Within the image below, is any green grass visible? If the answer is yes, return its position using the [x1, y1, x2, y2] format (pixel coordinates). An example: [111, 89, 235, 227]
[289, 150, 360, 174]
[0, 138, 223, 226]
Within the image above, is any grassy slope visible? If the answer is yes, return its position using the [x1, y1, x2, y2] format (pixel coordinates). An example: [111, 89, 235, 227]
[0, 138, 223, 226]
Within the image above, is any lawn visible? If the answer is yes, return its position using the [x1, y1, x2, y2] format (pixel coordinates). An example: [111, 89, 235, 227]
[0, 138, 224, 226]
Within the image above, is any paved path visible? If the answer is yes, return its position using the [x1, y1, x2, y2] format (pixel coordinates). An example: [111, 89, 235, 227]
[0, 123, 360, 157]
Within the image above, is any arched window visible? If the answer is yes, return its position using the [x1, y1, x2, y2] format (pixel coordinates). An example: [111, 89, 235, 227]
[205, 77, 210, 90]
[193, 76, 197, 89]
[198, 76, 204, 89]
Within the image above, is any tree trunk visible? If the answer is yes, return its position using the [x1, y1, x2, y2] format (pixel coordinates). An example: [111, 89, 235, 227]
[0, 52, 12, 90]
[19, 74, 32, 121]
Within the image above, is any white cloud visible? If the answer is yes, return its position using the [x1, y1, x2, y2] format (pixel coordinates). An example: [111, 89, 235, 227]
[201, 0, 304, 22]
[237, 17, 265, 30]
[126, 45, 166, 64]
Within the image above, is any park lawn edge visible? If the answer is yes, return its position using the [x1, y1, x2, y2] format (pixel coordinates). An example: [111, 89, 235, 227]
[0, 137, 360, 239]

━━━

Ganti setiap "pixel coordinates" dengan "pixel positions" pada semua item di atas, lalu tulis ulang seluruh baris tanpa perubahan lain.

Within the image below, is any green grass visible? If the answer is yes, return its position using the [x1, y1, x2, y2] format (pixel positions). An example: [111, 89, 235, 227]
[289, 150, 360, 174]
[0, 138, 223, 226]
Within the image above, is any grassy slope visible? If the answer is yes, return its position using the [x1, y1, x2, y2] format (pixel positions). An example: [111, 89, 235, 227]
[0, 138, 223, 226]
Within the image above, is any lawn visible? If the answer is yes, return its position using the [x1, y1, x2, y2] format (pixel positions). An example: [111, 89, 235, 227]
[0, 138, 224, 226]
Within the image above, is any paved path visible? If the answer is yes, return its position using the [x1, y1, x2, y2] format (pixel positions). An example: [111, 89, 235, 227]
[0, 123, 360, 157]
Within the image above, is any arched window visible? If the answer is yes, return its position using the [x1, y1, x2, y2] format (pixel positions). An example: [111, 89, 235, 227]
[205, 77, 210, 90]
[193, 76, 197, 89]
[198, 76, 204, 89]
Within the image above, is any tree trunk visible? If the answer is yes, return its position using the [x1, y1, x2, y2] format (pixel positions). An example: [111, 89, 235, 227]
[0, 52, 12, 90]
[19, 74, 32, 121]
Within the image above, is any white cloud visible? If the answer is yes, return its position using the [x1, y1, x2, y2] format (pixel positions). An example: [111, 89, 235, 227]
[201, 0, 304, 22]
[237, 17, 265, 30]
[126, 45, 166, 64]
Within the image above, is any park lawn edge visible? If the answer is yes, return its position using the [x1, y1, x2, y2] format (pixel positions). An example: [111, 89, 235, 227]
[0, 137, 360, 239]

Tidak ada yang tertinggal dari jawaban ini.